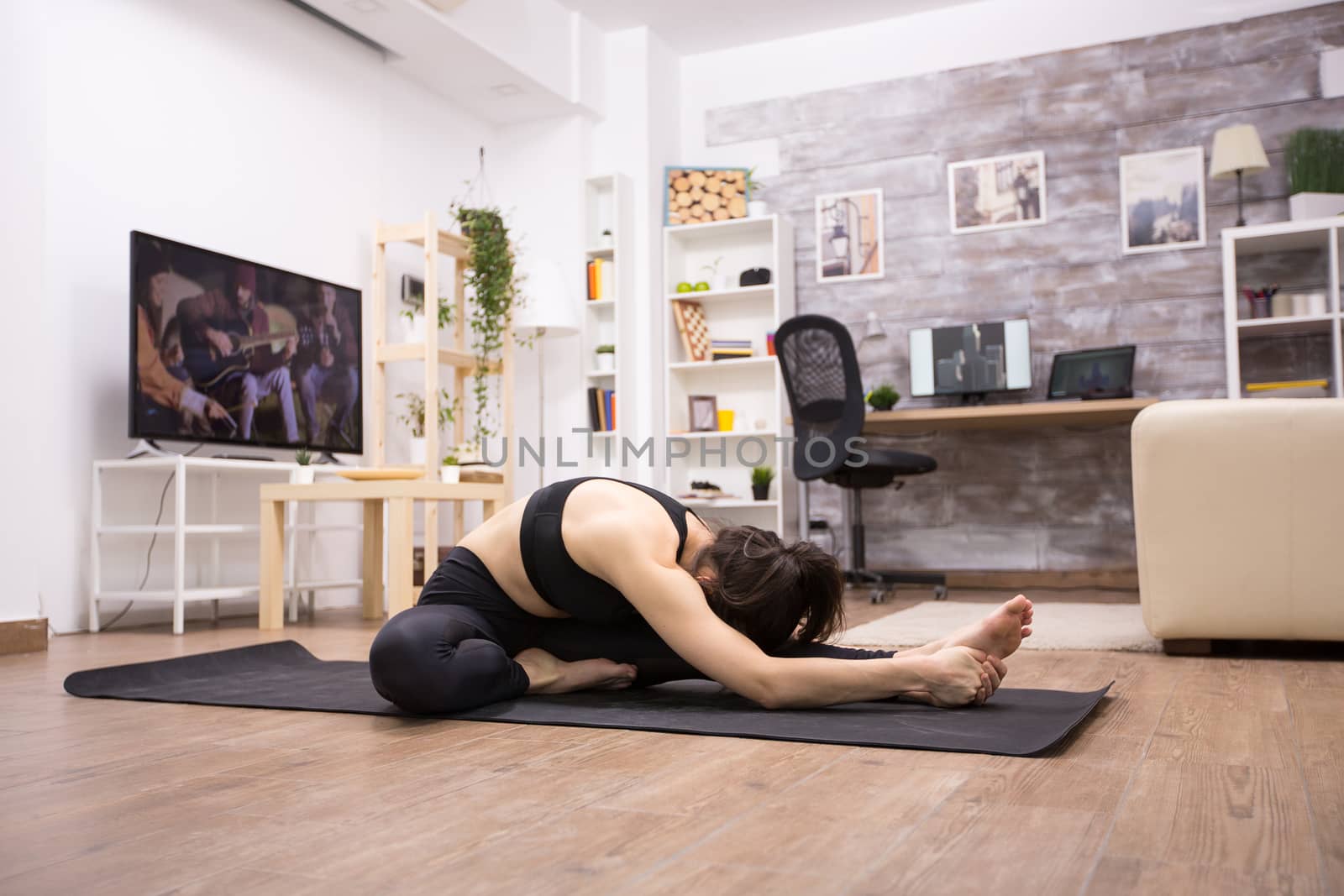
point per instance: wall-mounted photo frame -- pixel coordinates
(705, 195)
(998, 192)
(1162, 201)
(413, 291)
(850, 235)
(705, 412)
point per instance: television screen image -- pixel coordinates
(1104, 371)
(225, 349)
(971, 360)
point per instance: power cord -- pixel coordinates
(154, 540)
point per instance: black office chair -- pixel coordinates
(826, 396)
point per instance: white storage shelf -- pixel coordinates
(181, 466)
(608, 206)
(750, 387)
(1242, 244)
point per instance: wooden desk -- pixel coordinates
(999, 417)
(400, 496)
****
**Your instructions**.
Set the data above down again exactly as given, with no pictures.

**Answer for the task**.
point per instance: wall-mounted photo frame -- pixel coordinates
(705, 195)
(998, 192)
(1162, 201)
(413, 291)
(850, 235)
(705, 412)
point per instance: television screen image -- pixel coordinates
(1104, 371)
(225, 349)
(971, 360)
point per instance: power cord -- pixel coordinates
(154, 540)
point per instance: black office chair -- pixel coordinates
(826, 396)
point per instance: white storage shelf -- pixel coordinates
(181, 466)
(608, 206)
(750, 387)
(1242, 244)
point per instance: wooden desk -- pixel coordinates
(999, 417)
(400, 496)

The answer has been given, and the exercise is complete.